1. Este primeiro parágrafo, associado ao termo central do manifesto, aponta também um problema linguístico entre os anglófonos e os herdeiros, como nós em Portugal, das nomenclaturas francófonas. É quase um problema de nominalismo, em que “banda desenhada”, “livros aos quadradinhos”, “romance gráfico”, etc., fazem parte da mesma problemática... De facto, a esmagadora maioria das “graphic novels” não apresentam um trabalho elaborado em termos gráficos, mas aproximações relativamente simples de desenhos – o próprio Campbell, Chester Brown, Marjane Satrapi -, nem se podem chamar “romances” a partir do congénere literário, pelo seu número de personagens, estratificação de tempos, vozes e modos narrativos, etc. – salvo excepções, mas que excepções? Como diria Ockham, as “graphic novels” são como os universais, com existência somente na alma [anima, ou mente], e não em objectos concretos?
2. Este é um aspecto importante, de que já Rodolphe Töpffer falava no seu Ensaio de Fisiognomonia (o primeiro ensaio sobre banda desenhada, de 1849), e que muitos outros teóricos, estetas, filósofos e verdadeiros e livres-pensadores pugnam ainda hoje: as regras de uma arte só são por ela mesma criadas, para simplesmente serem colocadas em causa logo a seguir no passo seguinte.

------------

● Requisitos do exercício:
a - Responda com base no excerto sobre as graphic novels:
(i) Que autores são apontados como exemplo de aproximações relativamente simples de desenhos?
(ii) Em que obra falava Rodolphe Töpffer deste aspeto, e de que ano é?
(iii) Que pensador é invocado a propósito dos universais?
b - Prolongue o excerto sobre as graphic novels a partir da sua última frase.

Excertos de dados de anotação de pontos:
------------

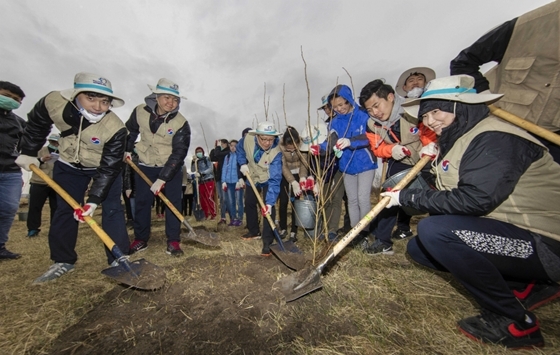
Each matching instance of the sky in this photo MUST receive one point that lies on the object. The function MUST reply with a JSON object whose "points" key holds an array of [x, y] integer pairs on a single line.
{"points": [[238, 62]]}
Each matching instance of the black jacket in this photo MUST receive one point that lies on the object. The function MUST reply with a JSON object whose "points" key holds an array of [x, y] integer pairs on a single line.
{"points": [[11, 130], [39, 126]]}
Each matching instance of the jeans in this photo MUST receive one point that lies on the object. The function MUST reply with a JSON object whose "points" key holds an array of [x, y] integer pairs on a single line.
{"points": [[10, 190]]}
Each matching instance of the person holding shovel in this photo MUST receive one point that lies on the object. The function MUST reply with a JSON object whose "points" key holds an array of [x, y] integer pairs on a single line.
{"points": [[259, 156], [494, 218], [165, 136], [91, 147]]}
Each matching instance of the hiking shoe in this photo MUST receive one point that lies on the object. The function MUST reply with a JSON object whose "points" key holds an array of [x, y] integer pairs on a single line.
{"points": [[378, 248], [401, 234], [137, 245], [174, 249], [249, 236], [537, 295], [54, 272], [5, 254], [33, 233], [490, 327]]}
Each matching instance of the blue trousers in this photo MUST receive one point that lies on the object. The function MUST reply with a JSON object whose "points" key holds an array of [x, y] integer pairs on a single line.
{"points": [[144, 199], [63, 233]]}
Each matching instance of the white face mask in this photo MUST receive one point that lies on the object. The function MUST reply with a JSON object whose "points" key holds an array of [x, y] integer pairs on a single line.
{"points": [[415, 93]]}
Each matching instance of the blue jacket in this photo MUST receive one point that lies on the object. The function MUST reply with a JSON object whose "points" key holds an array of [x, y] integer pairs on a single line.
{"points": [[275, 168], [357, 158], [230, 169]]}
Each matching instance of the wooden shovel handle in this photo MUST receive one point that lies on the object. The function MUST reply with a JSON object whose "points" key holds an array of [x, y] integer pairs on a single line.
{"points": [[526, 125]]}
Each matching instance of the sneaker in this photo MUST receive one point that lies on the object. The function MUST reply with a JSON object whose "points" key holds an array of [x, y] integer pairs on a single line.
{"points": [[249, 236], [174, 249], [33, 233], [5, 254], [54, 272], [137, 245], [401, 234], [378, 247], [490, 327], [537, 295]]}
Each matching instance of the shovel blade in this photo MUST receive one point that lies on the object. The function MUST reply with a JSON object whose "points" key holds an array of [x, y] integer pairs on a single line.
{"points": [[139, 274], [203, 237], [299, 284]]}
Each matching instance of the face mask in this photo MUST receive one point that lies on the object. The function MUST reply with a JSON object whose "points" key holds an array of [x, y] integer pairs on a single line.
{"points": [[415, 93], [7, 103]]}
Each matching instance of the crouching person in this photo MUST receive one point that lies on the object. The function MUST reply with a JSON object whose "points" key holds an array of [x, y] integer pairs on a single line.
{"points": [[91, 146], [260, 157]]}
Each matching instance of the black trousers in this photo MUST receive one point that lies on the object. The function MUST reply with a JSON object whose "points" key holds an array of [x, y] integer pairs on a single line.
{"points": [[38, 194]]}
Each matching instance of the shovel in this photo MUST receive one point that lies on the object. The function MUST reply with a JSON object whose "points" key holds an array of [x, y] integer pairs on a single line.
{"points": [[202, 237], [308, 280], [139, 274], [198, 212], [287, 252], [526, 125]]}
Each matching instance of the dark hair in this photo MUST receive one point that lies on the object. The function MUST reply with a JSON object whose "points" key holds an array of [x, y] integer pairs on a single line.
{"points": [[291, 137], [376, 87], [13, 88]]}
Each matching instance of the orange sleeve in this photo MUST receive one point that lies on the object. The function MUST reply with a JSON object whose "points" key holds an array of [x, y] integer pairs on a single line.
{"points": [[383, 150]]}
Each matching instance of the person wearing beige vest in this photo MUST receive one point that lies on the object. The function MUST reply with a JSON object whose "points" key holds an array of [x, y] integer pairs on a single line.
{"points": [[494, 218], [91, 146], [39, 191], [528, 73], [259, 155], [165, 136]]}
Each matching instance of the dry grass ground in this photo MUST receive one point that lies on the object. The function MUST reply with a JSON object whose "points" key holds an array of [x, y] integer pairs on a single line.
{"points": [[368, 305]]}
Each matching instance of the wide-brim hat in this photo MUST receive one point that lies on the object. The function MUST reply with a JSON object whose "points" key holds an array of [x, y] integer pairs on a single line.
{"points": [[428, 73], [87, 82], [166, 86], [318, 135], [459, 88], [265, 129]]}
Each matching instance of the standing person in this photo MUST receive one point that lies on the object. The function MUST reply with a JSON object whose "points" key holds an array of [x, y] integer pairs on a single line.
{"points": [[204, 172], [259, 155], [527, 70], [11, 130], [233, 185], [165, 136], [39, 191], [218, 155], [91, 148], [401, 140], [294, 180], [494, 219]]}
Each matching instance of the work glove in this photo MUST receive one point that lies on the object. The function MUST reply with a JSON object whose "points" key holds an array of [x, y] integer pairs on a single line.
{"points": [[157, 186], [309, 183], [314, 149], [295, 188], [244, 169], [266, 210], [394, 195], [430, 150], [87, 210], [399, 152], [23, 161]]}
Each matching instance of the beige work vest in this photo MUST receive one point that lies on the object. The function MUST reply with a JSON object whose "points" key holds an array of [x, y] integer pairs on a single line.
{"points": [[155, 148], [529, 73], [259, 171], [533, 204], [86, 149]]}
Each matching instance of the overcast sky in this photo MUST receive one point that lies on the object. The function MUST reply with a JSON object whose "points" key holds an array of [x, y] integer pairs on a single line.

------------

● Respostas por tarefa:
a -
(i) Campbell, Chester Brown e Marjane Satrapi.
(ii) No Ensaio de Fisiognomonia, de 1849.
(iii) Ockham.

b -
3. Esta expressão faz recordar a preposição 4.112 do Tratactus de Wittgenstein: “A Filosofia não é uma doutrina, é uma actividade”. O que procura sublinhar toda a singularidade do pensamento e de cada acto e, assim, não estar com preocupações de erguer sistemas ou teorias, mas antes deixar vir as obras tal qual elas se nos apresentam. No entanto, algo é estranho nesta acepção: se não interessa propriamente o termo (um nominalismo, um mal menor, uma necessidade de comunicação, que pode levar a mal-entendidos e deve ser explicitada a cada emprego), porque não o poderemos empregar em relação a trabalhos anteriores? Mais, sofrendo a banda desenhada, enquanto arte, de uma gravíssima falta de memória (de um mais amplo e mantido discurso crítico, autotélico, de uma contínua implicação, etc.), seria bem-vinda essa acção retrospectiva, de um ponto de vista teórico, mas sem que isso pudesse admitir dogmatismos ou selvajarias culturais ou antropológicas (ex.: “A tapeçaria de Bayeux é a mais importante graphic novel da França do séc. XI).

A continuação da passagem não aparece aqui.